* GIVEN TEXT:

──────────────────────────────

I’m afraid it’s bad news. I’m going to have to amputate your leg.
Sometimes we Brits can be a bit self-deprecating, looking on the bright side, making the best of things and solving problems with a cup of tea. And apologising. Someone treads on your foot ,”Oh, I’m sorry I got in your way”. You are buying food, “I’m sorry, could I have one of those cakes?”. Apologising when it isn’t our fault is built into the national psyche. Only the Japanese apologise more than we do.
We all know what we mean when we say “I’m sorry”, but while it is an acknowledgement of a (possible) slight against the other person, oiling the wheels of social interaction, it isn’t really an expression of sorrow. We don’t actually feel sad (embarrased, maybe), but it is the polite thing to imply that we are. So how do they do it abroad?
In Spanish, you say “Lo siento”, which literally means “I feel it”. It is an expression of empathy, that whatever you might have done to them, you are now sharing their suffering. Somehow you feel a bond between you. But it sounds sarcastic if you try it in English, “I feel your pain.” No true Englishman wants to reveal his inner feelings. Not for us the Mediterranean warmth.
In French, it is “Je suis désolé”, which I suppose is closer to “I’m sorry”. But it has more of a poetic ring to it, “I am desolate!”. It evokes a sense of emptiness and loneliness. No sharing there.
In German, “Es tut mir leid”. “It gives me pain”. Right.
In Italian, “Mi dispiace”. “It displeases me.” That sounds a bit gracious, doesn’t it?
In Portuguese, “Me desculpe.” I suppose that means something along the lines of “Exculpate me” or “I’m not culpable”. It’s not really all that different from “Excuse me”, is it?

──────────────────────────────

* GIVEN ENTRIES:
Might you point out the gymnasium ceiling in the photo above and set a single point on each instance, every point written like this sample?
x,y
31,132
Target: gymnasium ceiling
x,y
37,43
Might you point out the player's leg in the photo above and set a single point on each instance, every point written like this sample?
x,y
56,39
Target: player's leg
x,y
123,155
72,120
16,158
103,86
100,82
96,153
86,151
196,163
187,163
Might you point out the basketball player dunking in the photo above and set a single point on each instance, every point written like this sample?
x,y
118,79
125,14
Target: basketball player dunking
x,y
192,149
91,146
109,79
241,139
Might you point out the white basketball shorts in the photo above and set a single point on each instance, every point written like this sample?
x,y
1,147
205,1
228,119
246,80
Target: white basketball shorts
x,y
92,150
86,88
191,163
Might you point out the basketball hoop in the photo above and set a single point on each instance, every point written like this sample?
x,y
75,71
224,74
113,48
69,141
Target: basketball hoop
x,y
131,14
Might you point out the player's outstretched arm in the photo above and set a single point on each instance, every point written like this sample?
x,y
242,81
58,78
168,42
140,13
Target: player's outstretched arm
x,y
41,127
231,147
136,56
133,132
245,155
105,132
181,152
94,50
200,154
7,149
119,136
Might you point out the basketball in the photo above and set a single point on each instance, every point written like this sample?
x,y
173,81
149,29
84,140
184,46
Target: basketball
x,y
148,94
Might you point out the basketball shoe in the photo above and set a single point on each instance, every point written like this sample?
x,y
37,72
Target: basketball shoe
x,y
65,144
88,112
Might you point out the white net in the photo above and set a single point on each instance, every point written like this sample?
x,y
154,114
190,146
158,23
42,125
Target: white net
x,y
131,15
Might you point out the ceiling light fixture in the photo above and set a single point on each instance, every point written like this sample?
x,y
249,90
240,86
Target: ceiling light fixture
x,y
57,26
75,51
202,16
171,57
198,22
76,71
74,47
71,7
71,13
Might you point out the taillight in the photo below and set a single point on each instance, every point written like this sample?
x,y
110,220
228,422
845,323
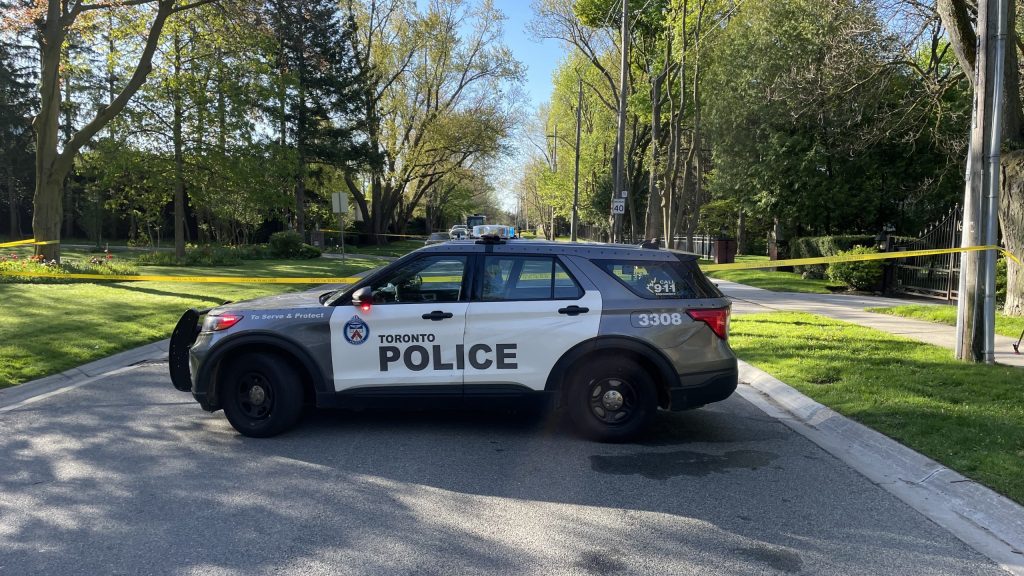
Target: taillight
x,y
222,322
716,319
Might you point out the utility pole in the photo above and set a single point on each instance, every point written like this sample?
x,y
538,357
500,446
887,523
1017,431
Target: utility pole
x,y
976,301
576,173
554,168
624,77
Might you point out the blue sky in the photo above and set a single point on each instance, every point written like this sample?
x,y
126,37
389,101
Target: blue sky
x,y
539,57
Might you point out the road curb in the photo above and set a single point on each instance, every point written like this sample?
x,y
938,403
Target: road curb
x,y
989,523
34,391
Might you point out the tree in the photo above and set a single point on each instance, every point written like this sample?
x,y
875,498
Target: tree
x,y
441,97
322,85
960,18
52,22
15,127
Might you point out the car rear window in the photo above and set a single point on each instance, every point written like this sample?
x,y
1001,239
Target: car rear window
x,y
657,280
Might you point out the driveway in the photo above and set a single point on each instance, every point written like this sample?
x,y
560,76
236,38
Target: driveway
x,y
127,476
852,307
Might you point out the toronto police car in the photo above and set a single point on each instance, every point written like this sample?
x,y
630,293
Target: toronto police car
x,y
608,333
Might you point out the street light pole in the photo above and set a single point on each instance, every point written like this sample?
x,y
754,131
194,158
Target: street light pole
x,y
976,299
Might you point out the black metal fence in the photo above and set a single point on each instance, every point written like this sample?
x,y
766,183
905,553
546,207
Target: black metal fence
x,y
702,244
936,277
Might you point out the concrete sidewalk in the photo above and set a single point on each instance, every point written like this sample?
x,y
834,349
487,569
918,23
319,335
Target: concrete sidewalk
x,y
748,299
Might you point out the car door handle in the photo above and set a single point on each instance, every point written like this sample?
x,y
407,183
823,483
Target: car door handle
x,y
573,310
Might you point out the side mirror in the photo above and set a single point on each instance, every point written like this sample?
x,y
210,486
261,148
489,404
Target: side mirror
x,y
363,298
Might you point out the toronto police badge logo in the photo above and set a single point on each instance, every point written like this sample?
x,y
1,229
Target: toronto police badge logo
x,y
356,330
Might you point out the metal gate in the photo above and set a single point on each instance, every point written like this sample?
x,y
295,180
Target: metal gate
x,y
936,277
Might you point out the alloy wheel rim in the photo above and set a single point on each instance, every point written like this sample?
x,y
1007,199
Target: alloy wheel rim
x,y
612,400
255,396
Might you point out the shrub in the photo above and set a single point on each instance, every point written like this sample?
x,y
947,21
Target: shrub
x,y
1000,279
32,264
286,244
218,255
816,246
864,275
157,259
308,251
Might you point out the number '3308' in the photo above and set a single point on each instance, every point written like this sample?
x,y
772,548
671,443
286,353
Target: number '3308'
x,y
663,319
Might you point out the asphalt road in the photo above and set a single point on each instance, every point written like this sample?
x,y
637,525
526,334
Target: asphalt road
x,y
127,476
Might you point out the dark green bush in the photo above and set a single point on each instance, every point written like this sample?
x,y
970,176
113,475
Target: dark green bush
x,y
286,244
32,264
817,246
865,275
205,255
308,251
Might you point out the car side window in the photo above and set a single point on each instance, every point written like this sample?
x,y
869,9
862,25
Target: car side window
x,y
526,278
651,280
432,279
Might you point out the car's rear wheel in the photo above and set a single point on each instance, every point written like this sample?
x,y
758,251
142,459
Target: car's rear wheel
x,y
611,400
261,395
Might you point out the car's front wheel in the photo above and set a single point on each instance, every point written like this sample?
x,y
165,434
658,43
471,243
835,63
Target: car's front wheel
x,y
261,395
611,400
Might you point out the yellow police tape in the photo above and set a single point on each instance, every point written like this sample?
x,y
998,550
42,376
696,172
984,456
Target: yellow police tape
x,y
853,258
330,280
30,242
184,279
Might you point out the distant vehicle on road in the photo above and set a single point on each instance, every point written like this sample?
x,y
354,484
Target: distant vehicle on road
x,y
501,231
436,238
609,333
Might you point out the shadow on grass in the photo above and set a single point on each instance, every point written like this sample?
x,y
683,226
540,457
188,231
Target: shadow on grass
x,y
155,292
967,416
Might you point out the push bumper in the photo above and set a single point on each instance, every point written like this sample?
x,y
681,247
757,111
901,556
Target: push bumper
x,y
704,387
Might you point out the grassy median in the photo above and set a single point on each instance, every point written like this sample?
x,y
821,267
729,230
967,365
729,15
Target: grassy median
x,y
944,314
968,417
48,328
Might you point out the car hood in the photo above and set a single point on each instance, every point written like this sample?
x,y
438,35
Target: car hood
x,y
305,299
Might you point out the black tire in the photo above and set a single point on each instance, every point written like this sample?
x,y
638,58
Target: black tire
x,y
261,395
611,400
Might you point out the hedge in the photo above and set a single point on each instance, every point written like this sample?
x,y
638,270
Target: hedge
x,y
817,246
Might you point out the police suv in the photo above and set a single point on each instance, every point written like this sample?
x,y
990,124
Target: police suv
x,y
608,333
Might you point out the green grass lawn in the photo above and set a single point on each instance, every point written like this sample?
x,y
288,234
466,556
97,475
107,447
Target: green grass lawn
x,y
943,314
53,327
775,281
969,417
394,249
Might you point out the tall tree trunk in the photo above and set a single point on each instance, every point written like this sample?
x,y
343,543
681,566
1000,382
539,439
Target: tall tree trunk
x,y
179,177
1012,221
741,233
15,229
47,201
653,227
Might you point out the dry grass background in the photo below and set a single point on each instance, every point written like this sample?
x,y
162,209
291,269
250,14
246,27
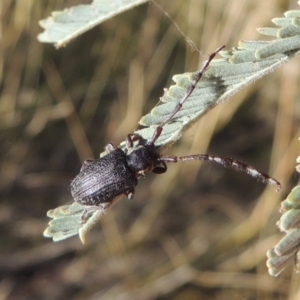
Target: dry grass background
x,y
197,232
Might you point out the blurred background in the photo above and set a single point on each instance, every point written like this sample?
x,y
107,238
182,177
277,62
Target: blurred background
x,y
199,231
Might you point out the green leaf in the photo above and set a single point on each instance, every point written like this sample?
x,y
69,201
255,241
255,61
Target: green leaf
x,y
237,68
64,26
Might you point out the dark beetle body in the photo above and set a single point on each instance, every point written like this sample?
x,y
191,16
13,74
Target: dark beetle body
x,y
101,180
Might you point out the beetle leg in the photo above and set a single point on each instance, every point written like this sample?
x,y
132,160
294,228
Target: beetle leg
x,y
160,169
130,194
131,138
110,147
86,163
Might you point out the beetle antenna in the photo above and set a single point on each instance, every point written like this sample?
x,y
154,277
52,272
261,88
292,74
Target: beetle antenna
x,y
190,90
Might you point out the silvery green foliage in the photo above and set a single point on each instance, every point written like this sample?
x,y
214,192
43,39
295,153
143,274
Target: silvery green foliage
x,y
64,26
287,249
237,68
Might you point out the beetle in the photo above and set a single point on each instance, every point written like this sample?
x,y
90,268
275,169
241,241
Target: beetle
x,y
101,182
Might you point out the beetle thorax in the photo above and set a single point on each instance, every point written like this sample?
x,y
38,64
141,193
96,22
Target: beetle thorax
x,y
143,159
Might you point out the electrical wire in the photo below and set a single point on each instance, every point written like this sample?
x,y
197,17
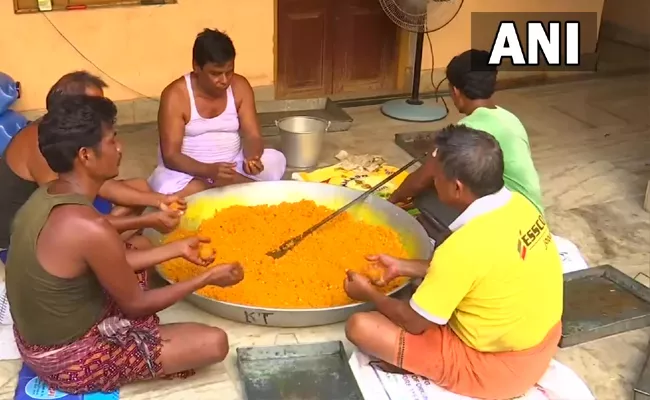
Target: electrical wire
x,y
91,62
436,86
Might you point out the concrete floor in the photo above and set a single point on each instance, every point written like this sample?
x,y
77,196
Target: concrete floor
x,y
591,144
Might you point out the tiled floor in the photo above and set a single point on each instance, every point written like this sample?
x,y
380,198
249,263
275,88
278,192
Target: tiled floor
x,y
591,144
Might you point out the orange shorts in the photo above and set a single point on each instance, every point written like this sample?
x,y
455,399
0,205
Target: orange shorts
x,y
441,356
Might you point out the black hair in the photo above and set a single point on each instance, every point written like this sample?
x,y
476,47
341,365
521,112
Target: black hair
x,y
470,73
74,83
212,46
75,122
471,156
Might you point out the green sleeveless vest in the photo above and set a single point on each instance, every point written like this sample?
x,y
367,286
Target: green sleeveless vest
x,y
47,310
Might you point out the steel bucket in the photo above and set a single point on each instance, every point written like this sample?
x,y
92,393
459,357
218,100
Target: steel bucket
x,y
301,140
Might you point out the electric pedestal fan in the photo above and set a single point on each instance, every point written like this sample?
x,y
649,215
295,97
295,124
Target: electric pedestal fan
x,y
421,17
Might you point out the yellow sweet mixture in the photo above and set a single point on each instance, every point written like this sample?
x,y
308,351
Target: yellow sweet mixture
x,y
309,276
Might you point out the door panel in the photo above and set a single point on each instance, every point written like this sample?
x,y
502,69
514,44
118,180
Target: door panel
x,y
304,52
365,47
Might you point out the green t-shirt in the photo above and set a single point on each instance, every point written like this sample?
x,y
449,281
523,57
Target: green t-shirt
x,y
519,173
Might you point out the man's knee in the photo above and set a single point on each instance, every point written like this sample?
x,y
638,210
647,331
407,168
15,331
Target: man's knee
x,y
356,327
275,164
218,344
139,184
139,242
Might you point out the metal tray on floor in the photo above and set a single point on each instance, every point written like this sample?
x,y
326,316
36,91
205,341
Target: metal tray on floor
x,y
415,143
642,387
601,302
317,371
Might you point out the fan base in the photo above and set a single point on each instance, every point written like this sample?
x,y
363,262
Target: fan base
x,y
401,110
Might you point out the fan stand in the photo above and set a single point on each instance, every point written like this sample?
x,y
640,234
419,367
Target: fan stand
x,y
414,109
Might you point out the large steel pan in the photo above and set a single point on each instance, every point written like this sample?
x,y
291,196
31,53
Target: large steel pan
x,y
373,210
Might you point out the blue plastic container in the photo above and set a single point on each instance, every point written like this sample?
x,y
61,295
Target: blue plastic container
x,y
8,92
11,123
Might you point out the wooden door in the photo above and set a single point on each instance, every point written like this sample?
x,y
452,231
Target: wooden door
x,y
304,60
328,47
365,54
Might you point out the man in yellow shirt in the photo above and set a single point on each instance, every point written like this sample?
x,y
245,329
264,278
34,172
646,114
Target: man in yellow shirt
x,y
485,322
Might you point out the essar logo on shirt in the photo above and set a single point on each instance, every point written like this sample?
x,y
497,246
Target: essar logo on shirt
x,y
530,238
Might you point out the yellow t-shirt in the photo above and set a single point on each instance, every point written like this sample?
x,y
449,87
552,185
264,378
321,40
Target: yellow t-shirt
x,y
497,280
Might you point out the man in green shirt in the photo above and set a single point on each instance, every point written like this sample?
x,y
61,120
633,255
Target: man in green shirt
x,y
472,84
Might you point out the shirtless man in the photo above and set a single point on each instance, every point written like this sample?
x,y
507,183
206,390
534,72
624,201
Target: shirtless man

──────────────────────────────

Pick up the piece on saying sorry in different languages and keep writing from the point where it ends. You can ignore the listing.

In Mandarin Chinese there are quite a few ways of expressing degrees of regret. 对不起 (in PinYin duì bù qǐ – PinYin being a commonly used phonetic system for rendering Chinese into Roman letters, though they aren’t really pronounced the way they are in English, or any other language that uses Roman script. The accents represent tones – pitch changes – which are essential for distinguishing different words. So the pronunciation here is something like “dooy boo chee” with the pitch falling on the first two words and starting to rise again on the third). It means something like “unworthy”, implying a debt of sorts to the other person. Another frequent phrase is 不好意思 ( bù hǎo yì si, more like boo-how-ee-suh) “not good feeling”, which suggests at the very least embarrassment, if not downright guilt.
In Japanese you will hear すみません (sumimasen) all the time, and if you are planning on going there it is probably the first word you should learn, even before “hello” and “thank-you”, which are the two words I try to master wherever I am going on holiday (I have found that making this small effort is hugely appreciated wherever in the World you travel to. Except France). I have been told that the literal meaning is “it is unforgiveable”, but so far I haven’t seen anybody falling on their sword after jostling a stranger in a crowd. But then I haven’t seen anybody back home crying their eyes out, either.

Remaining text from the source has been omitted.